» Passage for review:
[Start of Attachment]

Observational learning is interactive. For example, we listen to a teacher play a violin passage, we attempt to play the same notes, and then compare the two performances. We play the passage, again and again, until we "get it right." Feedback allows us to refine our playing until we match the original sample. Graphic © Art_Photo/shutterstock.com.
Critical Elements in Neurofeedback Training
Successful neurofeedback training incorporates readiness, repetition (exercise), reinforcement (effect), primacy, recency, intensity, freedom, and resources (requirement).
Readiness
Readiness means preparation for training and involves concentration and enthusiasm. "Individuals learn best when they are physically, mentally, and emotionally ready to learn, and do not learn well if they see no reason for learning" (Tracy, 2018). Graphic © Tom Wang/Shutterstock.com.
This requires adequate rest and nutrition and a positive and supportive environment. Client education that explains the training process clearly defines goals and outcomes and links training to personally relevant benefits enhances readiness.
In contrast, poor client motivation, lack of understanding of potential benefits, and biopsychosocial impediments can impair readiness.
Significant biopsychosocial constraints include a chaotic, disruptive, or traumatic environment, inadequate rest and nutrition, developmental delays, lack of resources, and traumatic brain injury or other medical problems.
Repetition (Exercise)
Exercises performed within and outside the clinic promote client engagement and transfer of training to everyday life. Successful training recognizes brain plasticity and the physiological requirements for skill acquisition and consolidation. Practice periods should range from 10-30 minutes and include a minimum of 20 repetitions. Graphic © PH888/Shutterstock.com.
Reinforcement (Effect)
Rewards must be personally desirable to the client. Clinicians can confirm this by observing the impact of reinforcers on engagement, motivation, and performance. Intrinsically reinforcing outcomes accelerate the development of mastery and improve retention. Clear evidence of success builds confidence and reduces frustration. Encouragement by staff and family is essential to sustain progress as a client experiences difficulty.
Sherlin et al. (2011) speculated that secondary reinforcement for achievement during neurofeedback (monetary rewards or points that can be redeemed for a prize) might accelerate learning self-regulation skills. They cautioned that secondary reinforcement should be delivered for EEG changes and not simple attendance.
Reinforcement must occur "immediately" to ensure that the brain correctly pairs this consequence with the desired behavior that preceded it. Early studies determined that the optimal delay between an operant behavior and reinforcement is less than 250 to 350 ms (Felsinger & Gladstone, 1947; Grice, 1948). The faster the delivery of reinforcement following the desired behavior, the less time required for skill acquisition. This means that shorter EEG filter response times are better (Sherlin et al., 2011, p. 298),
"The more immediate the delivery of the reinforcer after the behavior, the more effective the reinforcer" (Miller, 2006). (p. 233) Graphic © Nicky Rhodes/Shutterstock.com.

[End of Attachment]

» Information provided:
[Start of Attachment]

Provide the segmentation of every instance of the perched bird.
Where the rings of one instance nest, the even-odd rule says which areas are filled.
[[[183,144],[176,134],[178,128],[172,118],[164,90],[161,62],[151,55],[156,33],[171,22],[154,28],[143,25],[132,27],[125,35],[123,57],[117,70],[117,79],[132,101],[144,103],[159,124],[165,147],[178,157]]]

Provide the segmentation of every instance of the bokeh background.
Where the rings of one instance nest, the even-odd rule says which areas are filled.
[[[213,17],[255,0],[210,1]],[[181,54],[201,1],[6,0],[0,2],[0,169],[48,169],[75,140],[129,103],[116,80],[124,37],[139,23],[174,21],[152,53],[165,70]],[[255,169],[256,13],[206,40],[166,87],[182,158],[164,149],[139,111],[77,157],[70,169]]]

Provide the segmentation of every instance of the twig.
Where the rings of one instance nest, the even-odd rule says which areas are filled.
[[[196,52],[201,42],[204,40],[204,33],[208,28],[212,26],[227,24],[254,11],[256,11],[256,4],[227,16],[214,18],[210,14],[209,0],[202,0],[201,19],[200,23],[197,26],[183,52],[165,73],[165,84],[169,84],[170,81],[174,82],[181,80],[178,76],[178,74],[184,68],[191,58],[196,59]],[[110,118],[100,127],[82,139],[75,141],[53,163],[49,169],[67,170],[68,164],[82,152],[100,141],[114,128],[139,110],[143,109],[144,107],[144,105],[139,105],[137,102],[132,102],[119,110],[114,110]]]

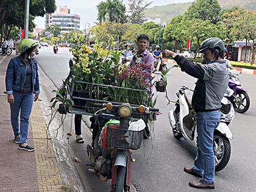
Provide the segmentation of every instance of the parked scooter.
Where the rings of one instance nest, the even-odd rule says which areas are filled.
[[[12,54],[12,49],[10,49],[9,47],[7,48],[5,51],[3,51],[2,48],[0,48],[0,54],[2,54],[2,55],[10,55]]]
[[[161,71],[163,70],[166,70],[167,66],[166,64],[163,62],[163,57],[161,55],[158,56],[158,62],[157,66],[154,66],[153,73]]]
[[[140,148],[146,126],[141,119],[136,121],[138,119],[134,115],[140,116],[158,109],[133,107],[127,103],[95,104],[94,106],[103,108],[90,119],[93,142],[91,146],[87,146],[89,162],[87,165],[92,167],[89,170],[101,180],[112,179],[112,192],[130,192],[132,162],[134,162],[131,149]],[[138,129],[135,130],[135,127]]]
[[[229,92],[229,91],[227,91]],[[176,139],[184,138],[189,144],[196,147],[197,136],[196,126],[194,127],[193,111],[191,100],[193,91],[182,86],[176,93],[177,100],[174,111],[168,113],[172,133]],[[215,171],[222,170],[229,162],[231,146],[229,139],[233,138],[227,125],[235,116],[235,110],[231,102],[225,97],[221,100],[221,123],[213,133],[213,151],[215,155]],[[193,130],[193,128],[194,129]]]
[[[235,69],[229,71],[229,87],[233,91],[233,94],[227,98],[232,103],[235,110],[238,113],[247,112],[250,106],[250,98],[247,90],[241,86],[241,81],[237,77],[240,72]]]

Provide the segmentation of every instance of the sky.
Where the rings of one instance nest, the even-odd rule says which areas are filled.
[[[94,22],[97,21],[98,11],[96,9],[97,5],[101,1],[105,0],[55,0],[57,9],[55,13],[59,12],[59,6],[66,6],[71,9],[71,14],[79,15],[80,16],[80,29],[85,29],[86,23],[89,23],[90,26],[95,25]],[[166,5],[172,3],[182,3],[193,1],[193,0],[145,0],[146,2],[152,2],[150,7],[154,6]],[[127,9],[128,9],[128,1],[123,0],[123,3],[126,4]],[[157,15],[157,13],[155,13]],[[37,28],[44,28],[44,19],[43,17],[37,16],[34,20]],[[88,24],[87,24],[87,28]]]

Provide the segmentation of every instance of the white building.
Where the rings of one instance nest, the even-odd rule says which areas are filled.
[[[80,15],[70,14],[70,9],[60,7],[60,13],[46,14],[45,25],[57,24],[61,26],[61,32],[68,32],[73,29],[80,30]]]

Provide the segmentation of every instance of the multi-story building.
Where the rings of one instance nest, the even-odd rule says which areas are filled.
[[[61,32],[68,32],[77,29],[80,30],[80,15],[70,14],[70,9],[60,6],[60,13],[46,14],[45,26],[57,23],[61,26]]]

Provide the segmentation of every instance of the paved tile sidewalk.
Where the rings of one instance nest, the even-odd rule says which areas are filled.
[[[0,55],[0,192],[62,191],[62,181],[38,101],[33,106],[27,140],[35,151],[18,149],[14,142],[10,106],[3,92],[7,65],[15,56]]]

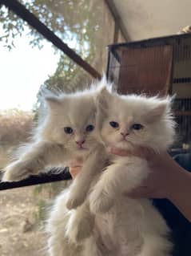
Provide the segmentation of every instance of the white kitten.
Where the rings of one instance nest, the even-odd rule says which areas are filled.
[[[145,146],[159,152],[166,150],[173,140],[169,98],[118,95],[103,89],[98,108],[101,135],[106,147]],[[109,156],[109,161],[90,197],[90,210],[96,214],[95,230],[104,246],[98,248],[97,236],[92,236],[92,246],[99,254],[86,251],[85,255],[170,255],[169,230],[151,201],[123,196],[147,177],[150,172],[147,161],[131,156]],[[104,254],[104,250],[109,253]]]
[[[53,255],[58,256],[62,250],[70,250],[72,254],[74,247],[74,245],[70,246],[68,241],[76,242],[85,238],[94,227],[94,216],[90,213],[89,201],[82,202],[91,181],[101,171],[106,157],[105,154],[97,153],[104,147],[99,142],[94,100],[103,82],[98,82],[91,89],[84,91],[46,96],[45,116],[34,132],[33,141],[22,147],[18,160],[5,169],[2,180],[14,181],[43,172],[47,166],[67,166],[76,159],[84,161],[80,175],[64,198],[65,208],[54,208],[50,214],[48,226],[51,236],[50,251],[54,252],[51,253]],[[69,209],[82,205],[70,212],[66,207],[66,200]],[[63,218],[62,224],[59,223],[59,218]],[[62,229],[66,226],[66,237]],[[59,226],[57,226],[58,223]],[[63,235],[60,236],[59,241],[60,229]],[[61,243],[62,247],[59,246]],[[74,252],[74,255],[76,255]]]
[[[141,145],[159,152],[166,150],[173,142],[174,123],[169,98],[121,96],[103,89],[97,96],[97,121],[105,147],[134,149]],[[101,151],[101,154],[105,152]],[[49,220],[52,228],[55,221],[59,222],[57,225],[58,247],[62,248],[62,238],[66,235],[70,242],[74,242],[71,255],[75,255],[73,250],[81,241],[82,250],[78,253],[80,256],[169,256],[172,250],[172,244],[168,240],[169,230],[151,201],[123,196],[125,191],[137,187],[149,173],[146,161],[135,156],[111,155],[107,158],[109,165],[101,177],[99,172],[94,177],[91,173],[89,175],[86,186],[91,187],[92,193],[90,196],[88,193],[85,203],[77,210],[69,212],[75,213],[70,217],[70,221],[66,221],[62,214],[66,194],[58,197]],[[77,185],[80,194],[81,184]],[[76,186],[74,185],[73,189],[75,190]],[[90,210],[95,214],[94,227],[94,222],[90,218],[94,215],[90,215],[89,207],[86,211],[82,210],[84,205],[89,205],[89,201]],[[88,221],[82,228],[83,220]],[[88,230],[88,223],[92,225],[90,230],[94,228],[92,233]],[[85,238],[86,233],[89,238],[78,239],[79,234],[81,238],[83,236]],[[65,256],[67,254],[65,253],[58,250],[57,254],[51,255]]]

[End of Attachment]
[Start of Attachment]

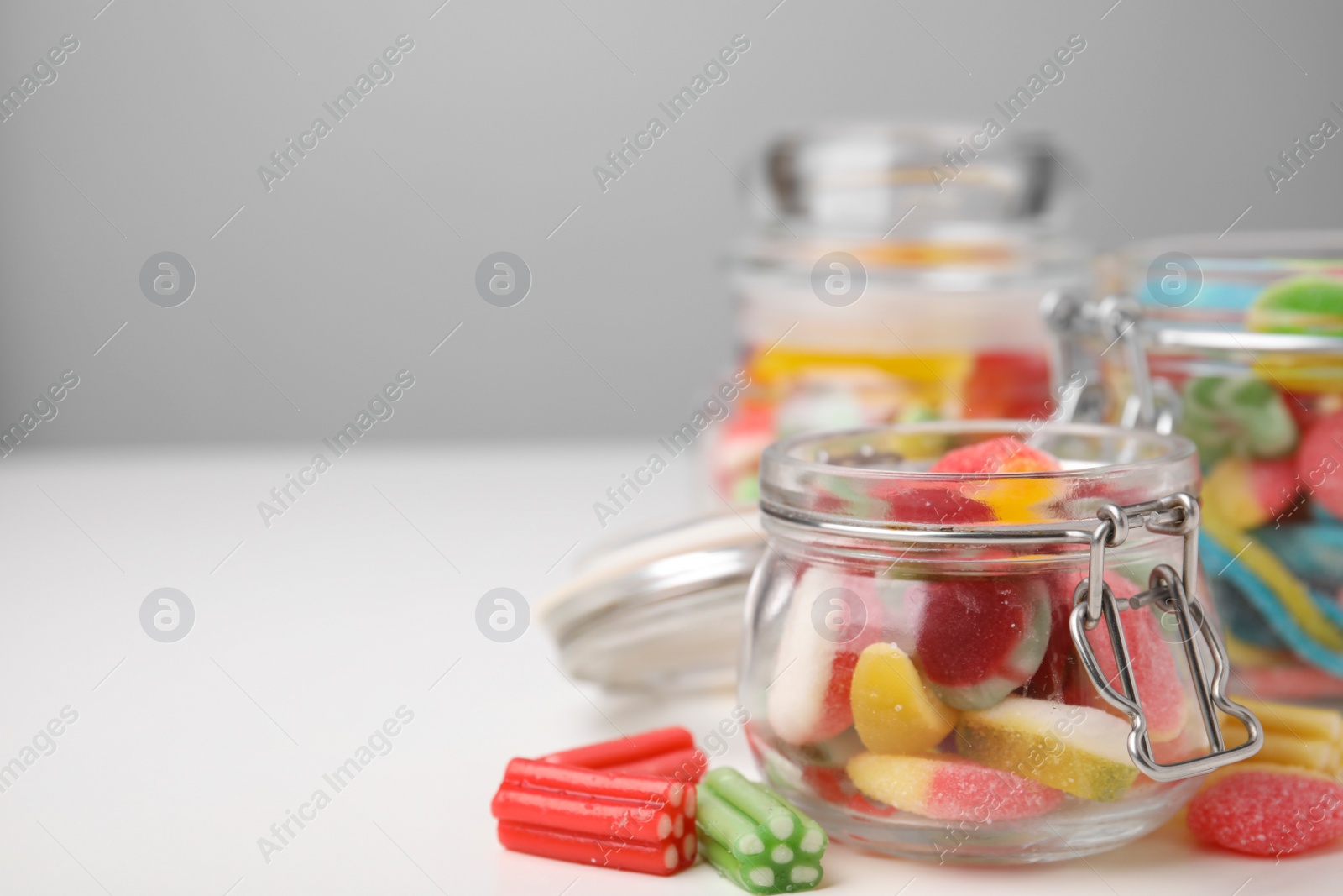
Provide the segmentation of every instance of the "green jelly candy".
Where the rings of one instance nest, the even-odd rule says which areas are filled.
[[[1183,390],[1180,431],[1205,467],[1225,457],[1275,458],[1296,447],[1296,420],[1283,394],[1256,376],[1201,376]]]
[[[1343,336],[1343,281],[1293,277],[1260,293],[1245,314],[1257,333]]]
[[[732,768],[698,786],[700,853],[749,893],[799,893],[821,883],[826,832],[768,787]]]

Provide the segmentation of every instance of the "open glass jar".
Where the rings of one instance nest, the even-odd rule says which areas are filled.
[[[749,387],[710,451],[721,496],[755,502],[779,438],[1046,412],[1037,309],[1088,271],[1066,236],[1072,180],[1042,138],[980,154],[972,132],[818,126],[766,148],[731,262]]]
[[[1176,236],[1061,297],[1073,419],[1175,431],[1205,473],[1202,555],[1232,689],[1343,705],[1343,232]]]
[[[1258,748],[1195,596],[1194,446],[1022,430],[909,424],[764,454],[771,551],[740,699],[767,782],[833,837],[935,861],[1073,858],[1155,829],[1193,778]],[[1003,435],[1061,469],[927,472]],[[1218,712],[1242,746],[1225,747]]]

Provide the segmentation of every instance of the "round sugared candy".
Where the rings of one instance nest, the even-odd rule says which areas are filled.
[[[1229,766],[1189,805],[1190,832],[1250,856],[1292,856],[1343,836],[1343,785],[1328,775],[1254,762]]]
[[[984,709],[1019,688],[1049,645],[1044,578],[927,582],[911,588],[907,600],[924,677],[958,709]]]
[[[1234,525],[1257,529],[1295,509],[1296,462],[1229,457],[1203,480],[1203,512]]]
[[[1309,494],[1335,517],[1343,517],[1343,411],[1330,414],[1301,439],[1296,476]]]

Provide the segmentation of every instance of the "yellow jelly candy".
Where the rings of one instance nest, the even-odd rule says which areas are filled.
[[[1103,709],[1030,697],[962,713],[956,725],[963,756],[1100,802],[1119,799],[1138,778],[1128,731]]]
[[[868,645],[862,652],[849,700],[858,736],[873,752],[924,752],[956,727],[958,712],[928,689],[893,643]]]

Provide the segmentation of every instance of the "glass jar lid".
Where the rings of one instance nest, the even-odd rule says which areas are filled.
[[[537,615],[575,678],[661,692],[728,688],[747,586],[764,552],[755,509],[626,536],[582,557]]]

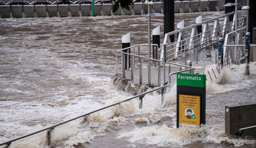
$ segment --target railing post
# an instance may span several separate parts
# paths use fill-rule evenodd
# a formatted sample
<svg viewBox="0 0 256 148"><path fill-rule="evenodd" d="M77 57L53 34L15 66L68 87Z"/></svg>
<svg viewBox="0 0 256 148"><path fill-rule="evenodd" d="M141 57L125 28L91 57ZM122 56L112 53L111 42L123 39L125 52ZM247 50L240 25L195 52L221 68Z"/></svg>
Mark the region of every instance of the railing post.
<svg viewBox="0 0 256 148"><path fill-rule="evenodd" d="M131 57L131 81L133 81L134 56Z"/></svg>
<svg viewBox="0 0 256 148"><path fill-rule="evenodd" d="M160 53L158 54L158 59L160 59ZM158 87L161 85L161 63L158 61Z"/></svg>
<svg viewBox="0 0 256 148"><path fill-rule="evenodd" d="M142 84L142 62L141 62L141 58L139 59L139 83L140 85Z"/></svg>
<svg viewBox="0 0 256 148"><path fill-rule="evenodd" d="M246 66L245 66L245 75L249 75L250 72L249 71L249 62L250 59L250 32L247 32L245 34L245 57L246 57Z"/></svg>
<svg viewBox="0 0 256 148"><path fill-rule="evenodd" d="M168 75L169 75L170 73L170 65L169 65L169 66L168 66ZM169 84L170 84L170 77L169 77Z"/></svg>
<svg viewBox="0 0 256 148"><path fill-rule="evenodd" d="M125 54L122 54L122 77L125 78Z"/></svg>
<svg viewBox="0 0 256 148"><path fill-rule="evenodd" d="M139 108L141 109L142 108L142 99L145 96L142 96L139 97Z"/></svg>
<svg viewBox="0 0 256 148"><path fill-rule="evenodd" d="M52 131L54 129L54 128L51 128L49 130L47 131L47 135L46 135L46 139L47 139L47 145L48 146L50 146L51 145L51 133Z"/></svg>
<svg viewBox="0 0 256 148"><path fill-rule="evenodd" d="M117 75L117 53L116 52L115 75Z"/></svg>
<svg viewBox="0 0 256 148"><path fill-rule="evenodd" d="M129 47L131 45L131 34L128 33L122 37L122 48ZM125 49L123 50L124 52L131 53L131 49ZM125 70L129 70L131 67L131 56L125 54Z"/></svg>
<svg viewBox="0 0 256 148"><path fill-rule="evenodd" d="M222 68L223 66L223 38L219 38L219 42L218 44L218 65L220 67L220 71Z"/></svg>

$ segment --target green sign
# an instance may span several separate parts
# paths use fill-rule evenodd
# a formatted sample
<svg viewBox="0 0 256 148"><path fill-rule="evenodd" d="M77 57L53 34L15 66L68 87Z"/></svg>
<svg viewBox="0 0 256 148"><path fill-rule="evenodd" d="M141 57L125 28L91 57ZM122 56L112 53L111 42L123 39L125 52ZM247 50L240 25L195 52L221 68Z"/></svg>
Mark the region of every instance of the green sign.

[End of Attachment]
[Start of Attachment]

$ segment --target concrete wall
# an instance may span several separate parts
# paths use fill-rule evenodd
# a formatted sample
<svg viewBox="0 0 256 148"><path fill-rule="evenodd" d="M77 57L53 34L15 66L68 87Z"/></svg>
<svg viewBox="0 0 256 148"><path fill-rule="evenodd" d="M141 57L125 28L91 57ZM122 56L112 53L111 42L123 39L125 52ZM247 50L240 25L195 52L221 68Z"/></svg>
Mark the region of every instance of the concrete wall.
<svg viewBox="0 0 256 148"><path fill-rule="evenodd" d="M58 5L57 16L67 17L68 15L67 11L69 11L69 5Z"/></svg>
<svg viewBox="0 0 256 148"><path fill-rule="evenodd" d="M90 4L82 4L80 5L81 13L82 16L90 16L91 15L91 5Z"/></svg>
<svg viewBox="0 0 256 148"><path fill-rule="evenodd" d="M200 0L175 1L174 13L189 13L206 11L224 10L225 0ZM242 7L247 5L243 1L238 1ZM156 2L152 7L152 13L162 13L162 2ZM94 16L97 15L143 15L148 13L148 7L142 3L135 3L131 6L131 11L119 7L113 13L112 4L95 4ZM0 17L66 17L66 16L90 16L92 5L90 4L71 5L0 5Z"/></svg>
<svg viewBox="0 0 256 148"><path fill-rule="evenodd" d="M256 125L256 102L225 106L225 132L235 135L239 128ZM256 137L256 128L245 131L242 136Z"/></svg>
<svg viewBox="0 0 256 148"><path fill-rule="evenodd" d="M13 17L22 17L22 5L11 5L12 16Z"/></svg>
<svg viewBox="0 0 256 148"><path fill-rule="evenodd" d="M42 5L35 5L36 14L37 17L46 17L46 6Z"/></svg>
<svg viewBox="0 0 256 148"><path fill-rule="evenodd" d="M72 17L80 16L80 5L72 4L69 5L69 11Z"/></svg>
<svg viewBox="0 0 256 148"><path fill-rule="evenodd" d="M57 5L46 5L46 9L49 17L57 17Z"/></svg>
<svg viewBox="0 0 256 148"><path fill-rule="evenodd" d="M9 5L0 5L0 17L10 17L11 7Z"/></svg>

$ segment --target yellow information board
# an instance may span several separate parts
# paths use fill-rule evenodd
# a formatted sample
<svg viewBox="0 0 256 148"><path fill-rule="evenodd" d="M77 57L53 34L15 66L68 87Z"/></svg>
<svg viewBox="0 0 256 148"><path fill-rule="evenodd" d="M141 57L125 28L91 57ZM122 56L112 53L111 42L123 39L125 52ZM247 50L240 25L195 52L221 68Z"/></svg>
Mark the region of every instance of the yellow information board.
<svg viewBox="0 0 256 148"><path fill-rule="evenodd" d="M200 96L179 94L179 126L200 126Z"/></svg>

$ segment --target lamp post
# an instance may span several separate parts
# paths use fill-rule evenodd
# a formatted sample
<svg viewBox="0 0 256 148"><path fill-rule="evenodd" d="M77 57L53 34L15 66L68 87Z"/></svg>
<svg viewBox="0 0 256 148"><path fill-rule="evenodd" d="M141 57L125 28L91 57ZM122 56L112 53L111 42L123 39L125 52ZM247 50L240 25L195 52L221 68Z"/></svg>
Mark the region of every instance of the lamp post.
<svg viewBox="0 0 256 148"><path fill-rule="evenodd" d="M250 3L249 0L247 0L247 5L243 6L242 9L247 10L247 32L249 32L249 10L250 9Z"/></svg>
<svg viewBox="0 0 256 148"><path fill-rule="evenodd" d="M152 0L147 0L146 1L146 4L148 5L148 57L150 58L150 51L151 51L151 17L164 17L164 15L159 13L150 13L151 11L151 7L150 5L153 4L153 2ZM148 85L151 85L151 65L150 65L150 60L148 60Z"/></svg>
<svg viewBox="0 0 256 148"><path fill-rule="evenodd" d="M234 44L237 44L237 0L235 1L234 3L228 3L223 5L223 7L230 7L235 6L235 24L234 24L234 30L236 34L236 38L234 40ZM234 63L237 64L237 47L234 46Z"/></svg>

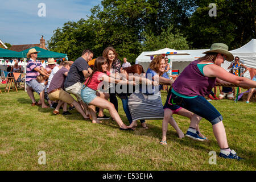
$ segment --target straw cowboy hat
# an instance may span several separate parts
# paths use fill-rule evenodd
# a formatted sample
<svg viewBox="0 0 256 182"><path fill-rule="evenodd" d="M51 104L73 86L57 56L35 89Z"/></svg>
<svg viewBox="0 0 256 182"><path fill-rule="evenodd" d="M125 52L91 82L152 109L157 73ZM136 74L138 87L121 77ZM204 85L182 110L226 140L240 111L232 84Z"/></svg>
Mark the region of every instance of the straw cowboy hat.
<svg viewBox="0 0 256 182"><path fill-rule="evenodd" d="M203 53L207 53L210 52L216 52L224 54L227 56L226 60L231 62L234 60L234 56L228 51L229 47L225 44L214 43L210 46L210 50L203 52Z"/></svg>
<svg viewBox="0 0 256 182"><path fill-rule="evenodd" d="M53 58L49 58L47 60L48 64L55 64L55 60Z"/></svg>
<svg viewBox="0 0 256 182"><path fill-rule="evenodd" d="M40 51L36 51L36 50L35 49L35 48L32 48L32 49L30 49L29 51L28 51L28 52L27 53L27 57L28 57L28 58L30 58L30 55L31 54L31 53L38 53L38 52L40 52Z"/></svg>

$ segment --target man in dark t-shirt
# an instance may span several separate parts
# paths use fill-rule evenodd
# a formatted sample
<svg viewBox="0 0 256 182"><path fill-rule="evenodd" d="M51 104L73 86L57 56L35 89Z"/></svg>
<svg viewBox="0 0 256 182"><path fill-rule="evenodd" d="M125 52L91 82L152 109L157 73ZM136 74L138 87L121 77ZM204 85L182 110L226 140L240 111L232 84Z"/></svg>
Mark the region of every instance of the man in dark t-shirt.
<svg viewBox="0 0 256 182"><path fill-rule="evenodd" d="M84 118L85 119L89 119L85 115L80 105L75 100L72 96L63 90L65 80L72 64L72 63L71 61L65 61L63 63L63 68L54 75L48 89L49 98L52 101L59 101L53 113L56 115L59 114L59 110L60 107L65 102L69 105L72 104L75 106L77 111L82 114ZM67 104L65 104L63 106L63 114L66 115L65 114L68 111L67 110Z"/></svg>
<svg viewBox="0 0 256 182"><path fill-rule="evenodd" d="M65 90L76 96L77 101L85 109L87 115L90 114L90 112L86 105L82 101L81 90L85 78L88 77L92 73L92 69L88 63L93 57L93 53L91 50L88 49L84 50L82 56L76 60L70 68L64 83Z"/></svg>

[End of Attachment]

» What this exercise asks:
A: From the neurofeedback passage, reproduce everything from "This requires adequate" down to "can impair readiness.".
B: According to the neurofeedback passage, what did early studies determine to be the optimal delay between an operant behavior and reinforcement?

» Task-by-task solutions:
A:
This requires adequate rest and nutrition and a positive and supportive environment. Client education that explains the training process clearly defines goals and outcomes and links training to personally relevant benefits enhances readiness.
In contrast, poor client motivation, lack of understanding of potential benefits, and biopsychosocial impediments can impair readiness.

B: Less than 250 to 350 ms.